• Written problem: Show every line below that contains the word "crop".

--- Start of Input data ---

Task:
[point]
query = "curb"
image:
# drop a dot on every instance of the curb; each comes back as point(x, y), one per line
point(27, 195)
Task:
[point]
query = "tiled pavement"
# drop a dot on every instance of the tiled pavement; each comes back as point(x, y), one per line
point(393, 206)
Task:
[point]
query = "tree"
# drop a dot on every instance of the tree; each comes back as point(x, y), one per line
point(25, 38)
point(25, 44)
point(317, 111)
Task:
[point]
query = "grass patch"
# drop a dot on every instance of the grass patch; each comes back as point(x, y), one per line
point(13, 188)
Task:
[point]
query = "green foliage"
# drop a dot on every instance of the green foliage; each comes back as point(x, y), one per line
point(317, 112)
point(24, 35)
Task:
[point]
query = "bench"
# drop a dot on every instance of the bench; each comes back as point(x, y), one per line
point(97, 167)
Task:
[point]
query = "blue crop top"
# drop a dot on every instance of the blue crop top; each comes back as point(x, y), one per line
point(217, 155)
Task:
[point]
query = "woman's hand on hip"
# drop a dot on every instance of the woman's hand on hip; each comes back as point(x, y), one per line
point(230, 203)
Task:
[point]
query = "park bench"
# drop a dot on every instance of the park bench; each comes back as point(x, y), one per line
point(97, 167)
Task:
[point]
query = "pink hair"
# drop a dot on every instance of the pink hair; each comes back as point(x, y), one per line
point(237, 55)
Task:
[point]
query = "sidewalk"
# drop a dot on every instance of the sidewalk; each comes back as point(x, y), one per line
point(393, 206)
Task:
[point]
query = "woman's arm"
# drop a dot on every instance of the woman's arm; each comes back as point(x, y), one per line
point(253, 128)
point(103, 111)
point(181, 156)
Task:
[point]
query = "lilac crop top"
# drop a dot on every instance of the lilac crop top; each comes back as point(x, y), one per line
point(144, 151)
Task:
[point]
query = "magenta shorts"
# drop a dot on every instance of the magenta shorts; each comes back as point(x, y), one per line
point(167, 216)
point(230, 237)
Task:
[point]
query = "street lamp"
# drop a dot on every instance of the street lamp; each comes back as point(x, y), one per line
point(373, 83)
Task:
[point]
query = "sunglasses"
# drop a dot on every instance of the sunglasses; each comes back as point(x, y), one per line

--- End of Input data ---

• Answer in full:
query = "blue crop top"
# drop a dot on every instance of the blue crop top; each comes back as point(x, y), one per line
query = "lilac crop top"
# drop a dot on every instance of the lilac crop top; each comes back as point(x, y), one per line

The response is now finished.